# JOB
Rewrite the data below as a JSON list of strings, one string per line and blank lines left out. Start at the line containing "Would you be able to tag the cobblestone" and stop after the line containing "Query: pedestrian", including only those lines.

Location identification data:
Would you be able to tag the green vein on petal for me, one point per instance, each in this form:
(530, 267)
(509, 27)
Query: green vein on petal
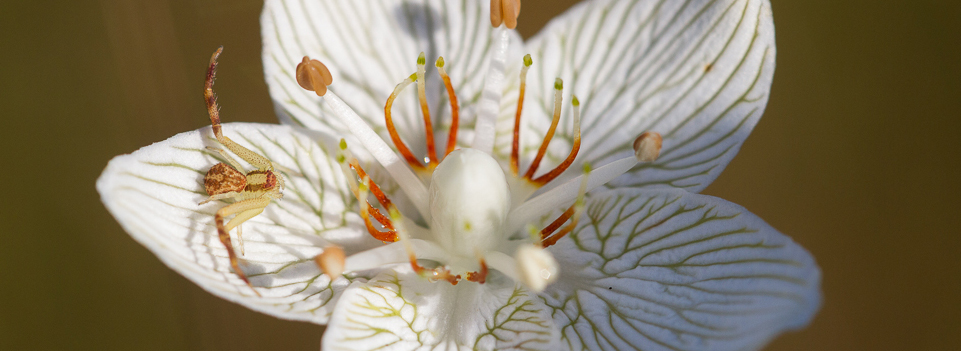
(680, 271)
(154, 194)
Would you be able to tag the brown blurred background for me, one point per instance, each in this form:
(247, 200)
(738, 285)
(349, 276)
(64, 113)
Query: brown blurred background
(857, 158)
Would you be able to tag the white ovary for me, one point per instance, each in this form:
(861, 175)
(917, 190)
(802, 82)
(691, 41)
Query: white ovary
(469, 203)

---

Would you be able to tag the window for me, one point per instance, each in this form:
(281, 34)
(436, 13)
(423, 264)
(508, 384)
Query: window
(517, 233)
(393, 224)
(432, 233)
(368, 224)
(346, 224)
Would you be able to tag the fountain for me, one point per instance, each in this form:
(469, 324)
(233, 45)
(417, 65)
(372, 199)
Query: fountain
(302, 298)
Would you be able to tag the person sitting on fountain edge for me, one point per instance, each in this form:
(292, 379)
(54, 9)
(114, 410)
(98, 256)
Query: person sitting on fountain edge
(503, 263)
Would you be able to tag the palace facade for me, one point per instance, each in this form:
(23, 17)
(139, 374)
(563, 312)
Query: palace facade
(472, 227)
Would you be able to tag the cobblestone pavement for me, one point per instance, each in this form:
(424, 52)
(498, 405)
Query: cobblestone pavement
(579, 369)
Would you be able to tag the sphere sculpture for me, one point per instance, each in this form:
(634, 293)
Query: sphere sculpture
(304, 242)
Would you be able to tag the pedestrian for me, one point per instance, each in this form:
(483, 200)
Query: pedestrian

# SOLUTION FOR THIS PROBLEM
[
  "Would you be able to tag the cobblestone pavement for me, one point per instance, each in this form:",
  "(424, 52)",
  "(498, 405)",
  "Query: cobblestone pavement",
  "(579, 369)",
  "Would you be able to tag the sphere sculpture for me, one point per instance, each in this form:",
  "(634, 293)",
  "Query: sphere sculpture",
  "(304, 242)",
  "Would you be able to tag the pedestrian for me, one point per instance, each in this form:",
  "(483, 200)",
  "Query: pedestrian"
]